BEGIN Records supplied

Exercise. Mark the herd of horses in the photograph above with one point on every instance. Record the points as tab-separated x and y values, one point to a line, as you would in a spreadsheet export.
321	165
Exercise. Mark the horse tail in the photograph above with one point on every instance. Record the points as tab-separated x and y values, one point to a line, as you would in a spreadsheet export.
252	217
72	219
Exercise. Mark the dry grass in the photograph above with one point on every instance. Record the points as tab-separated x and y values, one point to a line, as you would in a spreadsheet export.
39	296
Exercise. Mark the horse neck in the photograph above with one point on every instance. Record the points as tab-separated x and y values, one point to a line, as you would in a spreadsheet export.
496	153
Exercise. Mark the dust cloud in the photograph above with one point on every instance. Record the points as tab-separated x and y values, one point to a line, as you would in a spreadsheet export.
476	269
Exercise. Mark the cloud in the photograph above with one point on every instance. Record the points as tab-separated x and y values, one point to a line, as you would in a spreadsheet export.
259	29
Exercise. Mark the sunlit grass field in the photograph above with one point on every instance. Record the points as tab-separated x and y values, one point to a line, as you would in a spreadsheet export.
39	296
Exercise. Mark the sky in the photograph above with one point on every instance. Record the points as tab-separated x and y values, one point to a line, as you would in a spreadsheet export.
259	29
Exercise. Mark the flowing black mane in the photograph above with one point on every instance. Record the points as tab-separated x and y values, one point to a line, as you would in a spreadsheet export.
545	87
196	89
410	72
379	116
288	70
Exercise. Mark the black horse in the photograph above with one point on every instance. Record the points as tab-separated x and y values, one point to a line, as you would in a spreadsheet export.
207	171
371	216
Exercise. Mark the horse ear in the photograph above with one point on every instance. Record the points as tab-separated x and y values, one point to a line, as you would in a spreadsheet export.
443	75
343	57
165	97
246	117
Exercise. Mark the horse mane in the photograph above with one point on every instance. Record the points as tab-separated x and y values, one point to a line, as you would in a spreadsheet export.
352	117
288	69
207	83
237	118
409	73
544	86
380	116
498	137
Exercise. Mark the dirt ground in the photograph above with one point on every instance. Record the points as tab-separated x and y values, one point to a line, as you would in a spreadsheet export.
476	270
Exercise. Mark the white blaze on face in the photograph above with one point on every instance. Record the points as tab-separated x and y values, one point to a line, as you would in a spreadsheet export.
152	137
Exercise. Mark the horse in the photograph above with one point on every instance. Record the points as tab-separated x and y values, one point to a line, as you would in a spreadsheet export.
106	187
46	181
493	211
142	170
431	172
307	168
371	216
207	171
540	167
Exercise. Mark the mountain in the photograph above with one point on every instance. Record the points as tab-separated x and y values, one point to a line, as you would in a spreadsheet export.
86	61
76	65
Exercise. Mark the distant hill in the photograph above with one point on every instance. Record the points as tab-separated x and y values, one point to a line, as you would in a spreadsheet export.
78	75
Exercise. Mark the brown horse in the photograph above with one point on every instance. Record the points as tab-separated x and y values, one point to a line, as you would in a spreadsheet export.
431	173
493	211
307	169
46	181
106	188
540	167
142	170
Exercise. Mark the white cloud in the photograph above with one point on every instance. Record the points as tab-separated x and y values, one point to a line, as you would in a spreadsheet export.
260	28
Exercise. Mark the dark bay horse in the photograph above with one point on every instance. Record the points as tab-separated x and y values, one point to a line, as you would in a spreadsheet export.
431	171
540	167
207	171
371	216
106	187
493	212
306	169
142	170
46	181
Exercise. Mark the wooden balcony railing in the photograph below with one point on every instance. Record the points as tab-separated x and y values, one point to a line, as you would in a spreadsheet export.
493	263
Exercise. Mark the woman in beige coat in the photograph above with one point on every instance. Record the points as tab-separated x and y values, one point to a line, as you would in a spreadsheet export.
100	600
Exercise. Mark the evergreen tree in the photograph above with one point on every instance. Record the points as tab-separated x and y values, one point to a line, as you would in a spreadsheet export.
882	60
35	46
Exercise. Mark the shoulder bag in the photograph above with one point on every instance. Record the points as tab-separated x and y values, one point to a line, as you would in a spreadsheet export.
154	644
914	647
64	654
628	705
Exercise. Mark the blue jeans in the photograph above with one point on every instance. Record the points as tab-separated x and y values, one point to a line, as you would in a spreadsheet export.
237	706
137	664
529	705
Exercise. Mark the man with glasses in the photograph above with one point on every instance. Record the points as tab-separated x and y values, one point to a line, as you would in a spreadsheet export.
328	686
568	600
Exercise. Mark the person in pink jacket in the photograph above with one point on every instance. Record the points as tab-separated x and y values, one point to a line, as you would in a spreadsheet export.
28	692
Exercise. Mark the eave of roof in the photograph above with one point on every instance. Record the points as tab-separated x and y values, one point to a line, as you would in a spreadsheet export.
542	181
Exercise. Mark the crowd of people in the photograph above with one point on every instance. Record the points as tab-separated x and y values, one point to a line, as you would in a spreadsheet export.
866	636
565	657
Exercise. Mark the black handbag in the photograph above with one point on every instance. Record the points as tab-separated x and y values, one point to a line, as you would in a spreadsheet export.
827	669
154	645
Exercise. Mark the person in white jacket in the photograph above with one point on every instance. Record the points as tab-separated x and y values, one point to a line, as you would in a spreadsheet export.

END Records supplied

Print the line containing "Exercise. Mark the eave", then every line after it through the last line of the records, each exactly as written; nothing else belongs in the answer.

Exercise. Mark the eave of roof in the photograph above with one point on every instance. Record the points as tab-separated x and y values, one point to a line, as you would in a spreadsheet export.
542	181
Exercise. Mark the crowd of people in the photograph above with one point on every instance. Record the points as tab-separated x and y values, one point to a line, as you would in a spreadsheet export.
866	636
565	657
Exercise. Mark the black handbag in the photograph above with one point on every instance. Record the points as tab-separated x and y values, one point to a line, as you would in a spreadsheet export.
827	669
154	645
Exercise. Mark the person in white jacket in the photograph above with one point on every instance. Record the points as tab-separated x and y values, one point to a line, as you would in a spreadsheet export.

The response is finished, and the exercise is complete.